▶ Collected data
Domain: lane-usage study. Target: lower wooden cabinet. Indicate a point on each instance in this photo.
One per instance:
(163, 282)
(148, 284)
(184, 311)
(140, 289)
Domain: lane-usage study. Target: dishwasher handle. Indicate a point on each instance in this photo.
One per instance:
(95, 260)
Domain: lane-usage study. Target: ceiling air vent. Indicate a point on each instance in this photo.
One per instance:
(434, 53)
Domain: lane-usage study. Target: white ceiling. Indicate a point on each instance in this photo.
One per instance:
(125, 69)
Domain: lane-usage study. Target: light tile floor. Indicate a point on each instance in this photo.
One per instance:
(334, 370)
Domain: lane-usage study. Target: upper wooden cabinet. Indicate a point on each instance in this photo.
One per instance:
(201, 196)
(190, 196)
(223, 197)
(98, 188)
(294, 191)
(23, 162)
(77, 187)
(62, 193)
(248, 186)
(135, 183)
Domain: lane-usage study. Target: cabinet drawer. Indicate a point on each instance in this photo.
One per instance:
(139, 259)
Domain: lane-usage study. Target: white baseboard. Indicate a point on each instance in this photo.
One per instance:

==

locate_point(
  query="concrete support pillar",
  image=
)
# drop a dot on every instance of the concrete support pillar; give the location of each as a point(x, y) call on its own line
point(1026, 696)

▶ WHAT TO WORK ON
Report every line of the data above that contains the word "ceiling", copying each line in full.

▶ OUTPUT FOR THIS TASK
Domain: lane-usage study. Target: ceiling air vent. Indicate a point on each instance in this photo.
Domain: lane-usage study. Target: white ceiling. Indicate a point on each instance in this photo.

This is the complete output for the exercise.